Problems to solve →
- a) Duplicate the part of the ADMM post starting at "Introduction and background" and ending at "quadratic minimization context.".
- b) Pull out each line of the entries that contains the word "reported".

Excerpt →
>> START

Negative stepsizes also make multi-block ADMM converge

Published

March 2, 2026

This blog post investigates the idea from a recent advance (Shugart and Altschuler 2025) from minimax optimization: by periodically using negative stepsize, vanilla gradient descent ascent can be made to converge on the conventional counterexamples. (Shugart and Altschuler 2025) provides an explanation that negative stepsizes can provide a “slingshot” effect and introduces a second-order effect. This interesting phenomenon makes the author wonder whether the idea can be generalized beyond minimax optimization, especially whether negative stepsize allows bypassing certain counterexamples for other algorithms. In the ADMM literature, there is a well-known counterexample (Chen et al. 2016) that demonstrates divergence of multi-block ADMM on simple quadratic functions. We show that periodic negative stepsize on the ADMM dual update allows multi-block ADMM to converge on the counterexample instances.

Introduction and background

In a recent work (Shugart and Altschuler 2025) on minimax optimization, it is shown that gradient descent ascent can escape the bilinear counterexamples by employing a special stepsize rule. There are several components in the stepsize rule from (Shugart and Altschuler 2025), and probably the most notable one is the negative stepsize. For simplicity, we explain the idea in the quadratic minimization context.

>> END

Recorded data →
>> START

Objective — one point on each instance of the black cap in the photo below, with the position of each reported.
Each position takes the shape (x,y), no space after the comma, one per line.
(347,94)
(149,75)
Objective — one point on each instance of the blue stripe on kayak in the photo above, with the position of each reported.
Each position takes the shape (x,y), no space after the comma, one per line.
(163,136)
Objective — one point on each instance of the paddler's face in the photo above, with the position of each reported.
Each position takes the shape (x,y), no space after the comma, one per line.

>> END
>> START

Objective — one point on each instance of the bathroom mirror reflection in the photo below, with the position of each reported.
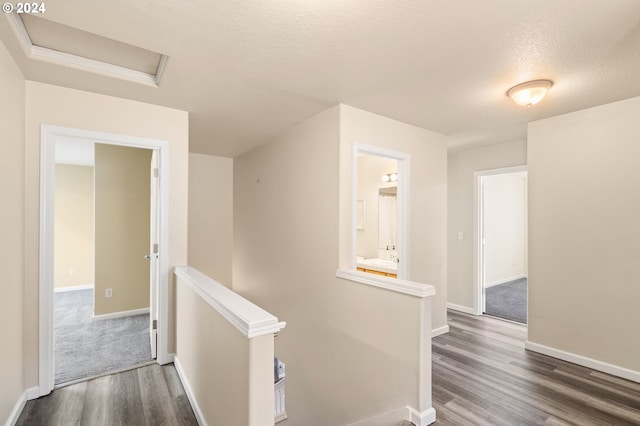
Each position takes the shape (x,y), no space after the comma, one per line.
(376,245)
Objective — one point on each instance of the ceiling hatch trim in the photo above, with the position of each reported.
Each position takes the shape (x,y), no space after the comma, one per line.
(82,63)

>> END

The responses →
- a)
Introduction and background

In a recent work (Shugart and Altschuler 2025) on minimax optimization, it is shown that gradient descent ascent can escape the bilinear counterexamples by employing a special stepsize rule. There are several components in the stepsize rule from (Shugart and Altschuler 2025), and probably the most notable one is the negative stepsize. For simplicity, we explain the idea in the quadratic minimization context.

- b)
Objective — one point on each instance of the black cap in the photo below, with the position of each reported.
Objective — one point on each instance of the blue stripe on kayak in the photo above, with the position of each reported.
Objective — one point on each instance of the paddler's face in the photo above, with the position of each reported.
Objective — one point on each instance of the bathroom mirror reflection in the photo below, with the position of each reported.
Objective — one point on each instance of the ceiling hatch trim in the photo above, with the position of each reported.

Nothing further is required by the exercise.